===== ФРАГМЕНТ ТЕКСТА =====
Однажды, захватывая очередную охапку ленты, я почувствовал в моей руке что-то вроде пистолета. Что делать!? Бросать в огонь или сохранить для будущего? Но как? Немец не спускает глаз! Я спокойно передал маленький пистолет принесшему корзину и этим заслужил не только несколько сигарет, но и большее доверие в будущем, что очень пригодилось потом, тем более что моя находка оказалась пистолетом, очень ловко превращённым кем-то в зажигалку.

От санатория вели две дороги; одна шла в село, а другая в лес. По лесной каждое утро вели пленных на лесозаготовку. Проходить надо было между двух землянок-срубов с крышей-насыпью. В одной был склад картофеля, другая была пустой, но в ней был пол, стёсанный из брёвен, стоял столик и две скамьи. Там мы оставляли топоры, пилы и всякую утварь, нужную в лесу, дабы не таскать все это туда и назад в лагерь. В один, кажется, июньский летний день, лесная команда получила приказ нести всё домой, в лагерь. На крыше землянки плотники прорезывали то ли окно, то ли отдушину. Была вставлена дверь, у стены поставили кровать. Пошли слухи, что какой-то пленный генерал будет жить в этом срубе. И действительно, когда мне приказали принести дров и, натопив стоявшую там печь докрасна, высушить это помещение, сопровождавший меня немец, приложив палец к губам, сказал мне что, «очень высокий генерал», военнопленный, будет размещён в этой землянке.
=====
## ЗАДАНИЯ ДЛЯ ВЫПОЛНЕНИЯ
a) Перечислите все работы по обустройству землянки, которые описаны во фрагменте между приказом лесной команде нести всё в лагерь и словами «Пошли слухи».
b) Во что, согласно фрагменту, был превращен найденный рассказчиком пистолет?
c) Перепишите часть фрагмента, начав с предложения со словами «Однажды, захватывая очередную» и закончив словами «кем-то в зажигалку.», при этом замените «сигарет» на «папирос».
Приведенные далее записи получены из другого источника.
===== ПЕРЕЧЕНЬ ЗАПИСЕЙ =====
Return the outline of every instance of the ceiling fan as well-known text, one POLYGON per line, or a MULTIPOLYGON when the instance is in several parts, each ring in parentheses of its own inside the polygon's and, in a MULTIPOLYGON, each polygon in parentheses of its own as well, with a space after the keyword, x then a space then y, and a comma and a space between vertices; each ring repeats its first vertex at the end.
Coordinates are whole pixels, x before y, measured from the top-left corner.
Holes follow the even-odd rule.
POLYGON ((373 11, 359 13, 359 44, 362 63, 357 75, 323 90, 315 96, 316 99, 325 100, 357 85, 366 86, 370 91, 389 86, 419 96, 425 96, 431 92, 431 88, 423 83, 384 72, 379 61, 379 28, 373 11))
=====
===== ПЕРЕЧЕНЬ ЗАПИСЕЙ =====
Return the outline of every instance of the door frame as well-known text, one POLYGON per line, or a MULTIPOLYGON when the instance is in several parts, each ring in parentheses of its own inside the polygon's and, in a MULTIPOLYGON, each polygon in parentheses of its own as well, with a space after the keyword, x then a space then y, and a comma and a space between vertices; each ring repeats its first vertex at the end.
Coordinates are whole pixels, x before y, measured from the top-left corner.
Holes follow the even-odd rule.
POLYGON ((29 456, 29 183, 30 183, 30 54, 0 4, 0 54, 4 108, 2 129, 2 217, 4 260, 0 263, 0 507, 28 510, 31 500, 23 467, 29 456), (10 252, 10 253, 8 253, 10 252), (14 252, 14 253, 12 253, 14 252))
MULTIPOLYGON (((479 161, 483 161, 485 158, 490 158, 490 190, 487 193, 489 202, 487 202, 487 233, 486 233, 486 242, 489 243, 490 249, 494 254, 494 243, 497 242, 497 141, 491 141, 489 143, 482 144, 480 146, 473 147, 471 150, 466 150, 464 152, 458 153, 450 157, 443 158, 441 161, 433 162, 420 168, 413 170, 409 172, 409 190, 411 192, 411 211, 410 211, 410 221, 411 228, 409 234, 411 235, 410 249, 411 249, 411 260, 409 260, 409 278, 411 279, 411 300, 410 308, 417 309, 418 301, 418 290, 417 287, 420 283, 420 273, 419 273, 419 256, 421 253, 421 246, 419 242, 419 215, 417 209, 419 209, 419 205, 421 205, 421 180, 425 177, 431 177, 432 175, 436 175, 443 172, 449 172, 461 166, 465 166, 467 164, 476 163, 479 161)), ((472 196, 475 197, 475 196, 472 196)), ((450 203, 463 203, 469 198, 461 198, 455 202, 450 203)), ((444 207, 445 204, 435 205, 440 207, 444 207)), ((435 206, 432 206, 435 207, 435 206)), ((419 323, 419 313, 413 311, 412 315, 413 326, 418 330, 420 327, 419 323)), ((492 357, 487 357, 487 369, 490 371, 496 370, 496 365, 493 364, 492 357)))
=====
## ОТВЕТЫ
a) На крыше землянки плотники прорезывали то ли окно, то ли отдушину; была вставлена дверь; у стены поставили кровать.

b) В зажигалку.

c)
Однажды, захватывая очередную охапку ленты, я почувствовал в моей руке что-то вроде пистолета. Что делать!? Бросать в огонь или сохранить для будущего? Но как? Немец не спускает глаз! Я спокойно передал маленький пистолет принесшему корзину и этим заслужил не только несколько папирос, но и большее доверие в будущем, что очень пригодилось потом, тем более что моя находка оказалась пистолетом, очень ловко превращённым кем-то в зажигалку.